**OPIS ZADANIA**
Przefiltruj pozycje poniżej i przepisz każdy wiersz zawierający słowo „upholstered”. Wielkość liter ma znaczenie.

**PODANE POZYCJE**
+++
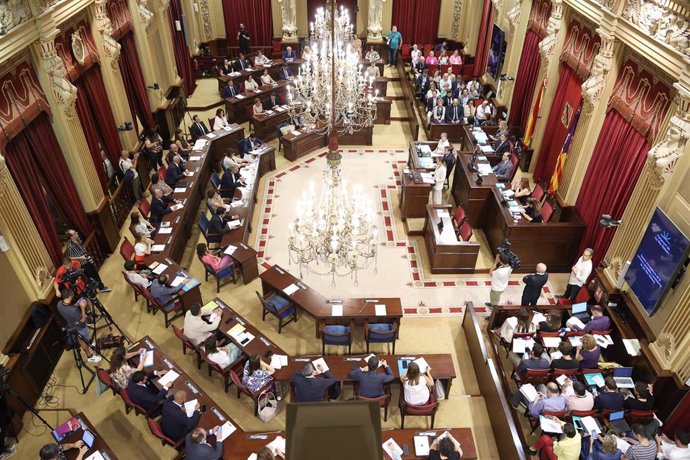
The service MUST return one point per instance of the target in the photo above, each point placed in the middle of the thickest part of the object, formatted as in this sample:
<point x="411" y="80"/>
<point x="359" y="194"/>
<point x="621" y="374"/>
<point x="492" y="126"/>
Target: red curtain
<point x="484" y="39"/>
<point x="617" y="160"/>
<point x="525" y="82"/>
<point x="36" y="163"/>
<point x="569" y="91"/>
<point x="182" y="56"/>
<point x="254" y="14"/>
<point x="417" y="20"/>
<point x="135" y="85"/>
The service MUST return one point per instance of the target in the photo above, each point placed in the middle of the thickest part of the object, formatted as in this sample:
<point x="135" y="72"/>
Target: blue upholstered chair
<point x="380" y="333"/>
<point x="279" y="307"/>
<point x="336" y="334"/>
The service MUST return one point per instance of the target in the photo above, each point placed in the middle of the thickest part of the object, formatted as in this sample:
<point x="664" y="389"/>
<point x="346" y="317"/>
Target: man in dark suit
<point x="230" y="181"/>
<point x="371" y="382"/>
<point x="175" y="171"/>
<point x="159" y="206"/>
<point x="533" y="285"/>
<point x="198" y="128"/>
<point x="143" y="393"/>
<point x="174" y="421"/>
<point x="309" y="387"/>
<point x="196" y="447"/>
<point x="229" y="90"/>
<point x="250" y="143"/>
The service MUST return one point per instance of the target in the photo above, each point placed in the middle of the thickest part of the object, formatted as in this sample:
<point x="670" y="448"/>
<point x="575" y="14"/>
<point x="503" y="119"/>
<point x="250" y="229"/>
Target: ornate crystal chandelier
<point x="334" y="235"/>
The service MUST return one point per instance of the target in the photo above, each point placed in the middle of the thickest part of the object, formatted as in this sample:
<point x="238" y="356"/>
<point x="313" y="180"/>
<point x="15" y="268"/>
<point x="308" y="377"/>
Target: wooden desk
<point x="276" y="279"/>
<point x="99" y="443"/>
<point x="265" y="124"/>
<point x="446" y="253"/>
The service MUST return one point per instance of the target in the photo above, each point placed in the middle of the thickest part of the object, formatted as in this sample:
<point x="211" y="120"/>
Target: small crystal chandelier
<point x="335" y="235"/>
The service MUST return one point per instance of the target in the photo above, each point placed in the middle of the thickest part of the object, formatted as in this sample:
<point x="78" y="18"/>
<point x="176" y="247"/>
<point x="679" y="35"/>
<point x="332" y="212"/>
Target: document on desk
<point x="169" y="376"/>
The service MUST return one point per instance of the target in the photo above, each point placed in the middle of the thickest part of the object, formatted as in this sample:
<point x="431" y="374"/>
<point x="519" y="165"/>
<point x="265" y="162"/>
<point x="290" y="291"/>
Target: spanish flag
<point x="532" y="121"/>
<point x="558" y="170"/>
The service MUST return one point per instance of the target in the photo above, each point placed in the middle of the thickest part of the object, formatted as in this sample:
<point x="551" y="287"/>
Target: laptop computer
<point x="618" y="423"/>
<point x="623" y="377"/>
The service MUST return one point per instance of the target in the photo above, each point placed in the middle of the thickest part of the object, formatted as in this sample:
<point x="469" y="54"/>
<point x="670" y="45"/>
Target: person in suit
<point x="159" y="206"/>
<point x="504" y="168"/>
<point x="371" y="382"/>
<point x="229" y="90"/>
<point x="230" y="181"/>
<point x="175" y="171"/>
<point x="289" y="54"/>
<point x="308" y="386"/>
<point x="174" y="421"/>
<point x="198" y="128"/>
<point x="533" y="285"/>
<point x="196" y="447"/>
<point x="144" y="393"/>
<point x="285" y="73"/>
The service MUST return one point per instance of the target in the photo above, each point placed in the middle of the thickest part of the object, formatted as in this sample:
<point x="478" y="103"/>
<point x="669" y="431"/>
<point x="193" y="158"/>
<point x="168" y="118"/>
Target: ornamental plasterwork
<point x="457" y="15"/>
<point x="669" y="24"/>
<point x="13" y="13"/>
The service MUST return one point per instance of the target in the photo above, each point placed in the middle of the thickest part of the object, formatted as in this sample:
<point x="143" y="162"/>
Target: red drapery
<point x="417" y="20"/>
<point x="565" y="103"/>
<point x="484" y="39"/>
<point x="254" y="14"/>
<point x="182" y="57"/>
<point x="528" y="70"/>
<point x="35" y="162"/>
<point x="133" y="79"/>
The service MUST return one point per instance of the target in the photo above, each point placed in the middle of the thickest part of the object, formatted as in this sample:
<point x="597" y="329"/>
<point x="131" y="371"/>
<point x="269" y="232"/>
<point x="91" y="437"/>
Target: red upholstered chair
<point x="157" y="431"/>
<point x="126" y="250"/>
<point x="465" y="231"/>
<point x="546" y="212"/>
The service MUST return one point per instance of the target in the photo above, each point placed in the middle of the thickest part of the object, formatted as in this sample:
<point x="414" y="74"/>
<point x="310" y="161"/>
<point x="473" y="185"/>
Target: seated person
<point x="641" y="400"/>
<point x="144" y="393"/>
<point x="174" y="421"/>
<point x="416" y="385"/>
<point x="257" y="374"/>
<point x="223" y="356"/>
<point x="532" y="211"/>
<point x="588" y="353"/>
<point x="309" y="387"/>
<point x="609" y="398"/>
<point x="566" y="362"/>
<point x="445" y="447"/>
<point x="599" y="322"/>
<point x="196" y="329"/>
<point x="371" y="382"/>
<point x="503" y="169"/>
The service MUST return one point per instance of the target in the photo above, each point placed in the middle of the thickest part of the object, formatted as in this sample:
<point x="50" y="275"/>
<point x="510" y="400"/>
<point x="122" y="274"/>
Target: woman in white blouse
<point x="416" y="385"/>
<point x="266" y="79"/>
<point x="251" y="84"/>
<point x="219" y="122"/>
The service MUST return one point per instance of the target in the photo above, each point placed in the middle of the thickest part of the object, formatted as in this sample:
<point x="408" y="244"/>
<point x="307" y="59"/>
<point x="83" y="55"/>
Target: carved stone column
<point x="375" y="27"/>
<point x="27" y="255"/>
<point x="288" y="14"/>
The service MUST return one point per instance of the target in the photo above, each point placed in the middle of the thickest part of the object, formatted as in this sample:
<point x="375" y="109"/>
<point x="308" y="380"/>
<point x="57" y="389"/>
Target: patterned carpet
<point x="400" y="269"/>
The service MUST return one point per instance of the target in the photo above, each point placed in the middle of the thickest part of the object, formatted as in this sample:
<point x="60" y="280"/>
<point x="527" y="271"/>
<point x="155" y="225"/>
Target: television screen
<point x="497" y="53"/>
<point x="655" y="265"/>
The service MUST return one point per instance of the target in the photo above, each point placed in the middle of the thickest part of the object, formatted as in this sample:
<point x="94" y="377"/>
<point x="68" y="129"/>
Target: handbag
<point x="268" y="406"/>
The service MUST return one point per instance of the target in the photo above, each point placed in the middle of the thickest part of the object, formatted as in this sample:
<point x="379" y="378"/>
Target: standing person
<point x="579" y="274"/>
<point x="244" y="39"/>
<point x="76" y="251"/>
<point x="394" y="41"/>
<point x="500" y="275"/>
<point x="439" y="180"/>
<point x="533" y="285"/>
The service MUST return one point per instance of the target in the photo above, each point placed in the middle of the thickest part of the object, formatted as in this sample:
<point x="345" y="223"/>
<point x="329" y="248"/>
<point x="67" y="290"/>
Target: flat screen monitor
<point x="661" y="254"/>
<point x="343" y="431"/>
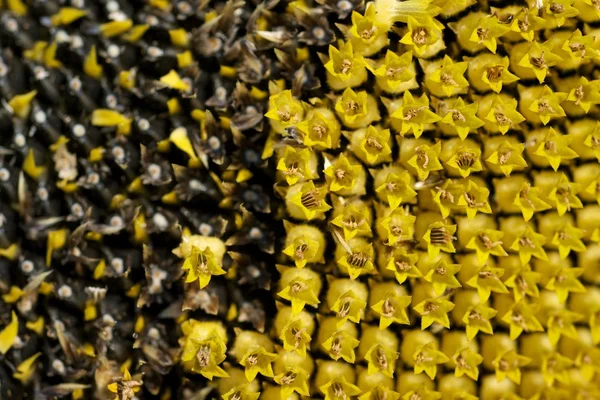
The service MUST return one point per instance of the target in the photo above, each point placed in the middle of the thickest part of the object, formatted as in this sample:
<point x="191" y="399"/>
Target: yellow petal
<point x="14" y="295"/>
<point x="11" y="252"/>
<point x="99" y="270"/>
<point x="31" y="168"/>
<point x="21" y="104"/>
<point x="67" y="15"/>
<point x="179" y="37"/>
<point x="173" y="81"/>
<point x="56" y="240"/>
<point x="136" y="33"/>
<point x="91" y="66"/>
<point x="180" y="139"/>
<point x="9" y="333"/>
<point x="37" y="326"/>
<point x="115" y="28"/>
<point x="26" y="369"/>
<point x="18" y="7"/>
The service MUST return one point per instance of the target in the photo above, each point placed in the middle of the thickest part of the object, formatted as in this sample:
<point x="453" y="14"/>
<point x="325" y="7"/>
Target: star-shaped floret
<point x="474" y="199"/>
<point x="555" y="367"/>
<point x="503" y="114"/>
<point x="439" y="237"/>
<point x="241" y="392"/>
<point x="539" y="58"/>
<point x="300" y="292"/>
<point x="487" y="242"/>
<point x="508" y="364"/>
<point x="547" y="105"/>
<point x="202" y="266"/>
<point x="258" y="361"/>
<point x="522" y="317"/>
<point x="397" y="227"/>
<point x="395" y="69"/>
<point x="568" y="239"/>
<point x="343" y="173"/>
<point x="380" y="392"/>
<point x="488" y="30"/>
<point x="295" y="337"/>
<point x="349" y="307"/>
<point x="586" y="94"/>
<point x="422" y="33"/>
<point x="294" y="380"/>
<point x="285" y="109"/>
<point x="495" y="75"/>
<point x="446" y="196"/>
<point x="360" y="261"/>
<point x="396" y="189"/>
<point x="451" y="75"/>
<point x="205" y="356"/>
<point x="565" y="281"/>
<point x="294" y="165"/>
<point x="524" y="282"/>
<point x="403" y="264"/>
<point x="559" y="11"/>
<point x="467" y="361"/>
<point x="353" y="222"/>
<point x="341" y="345"/>
<point x="580" y="47"/>
<point x="311" y="200"/>
<point x="434" y="310"/>
<point x="303" y="248"/>
<point x="528" y="244"/>
<point x="462" y="117"/>
<point x="381" y="359"/>
<point x="560" y="324"/>
<point x="508" y="156"/>
<point x="392" y="309"/>
<point x="422" y="392"/>
<point x="442" y="276"/>
<point x="477" y="319"/>
<point x="339" y="389"/>
<point x="414" y="114"/>
<point x="427" y="358"/>
<point x="466" y="159"/>
<point x="528" y="200"/>
<point x="593" y="140"/>
<point x="487" y="280"/>
<point x="426" y="160"/>
<point x="374" y="148"/>
<point x="555" y="149"/>
<point x="344" y="64"/>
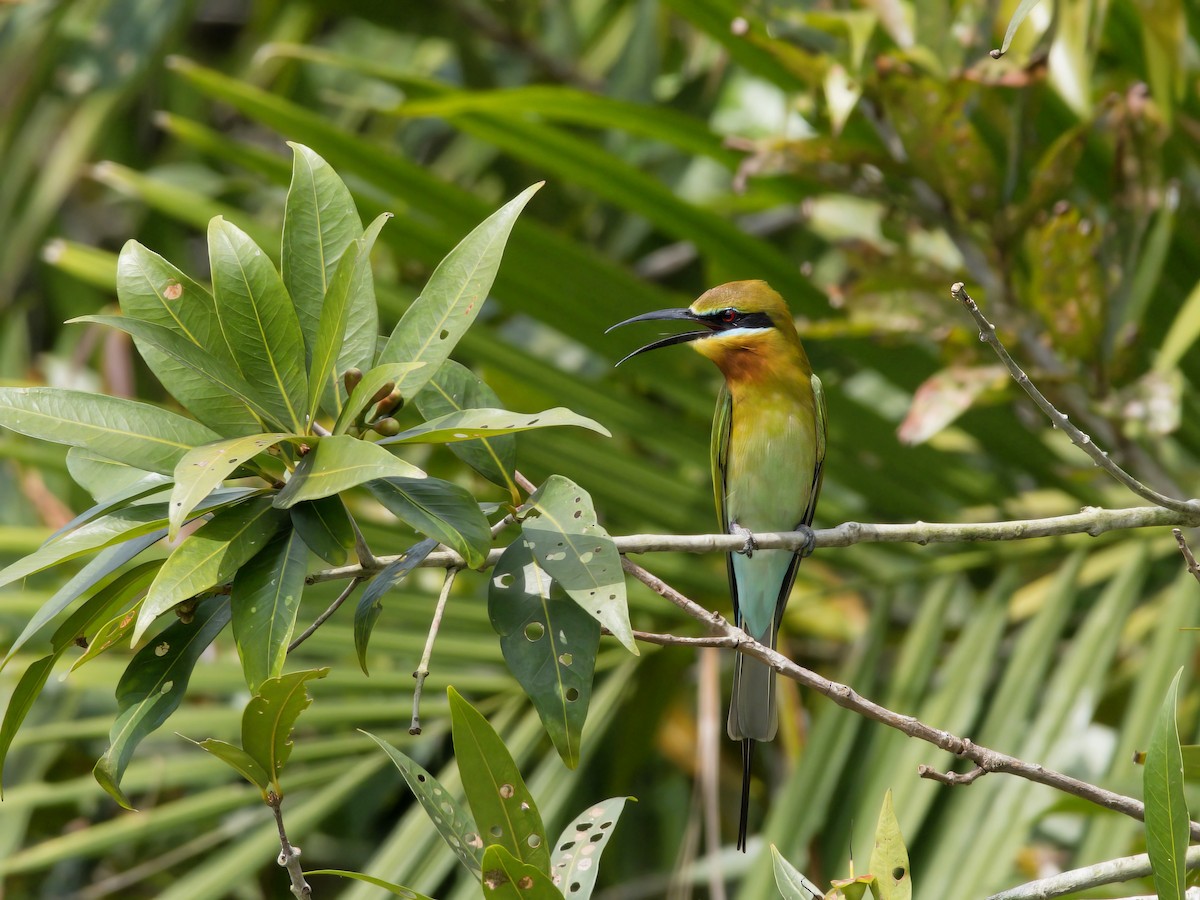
+++
**WYNIK ZADANIA**
Target: blue upholstered chair
Target: red upholstered chair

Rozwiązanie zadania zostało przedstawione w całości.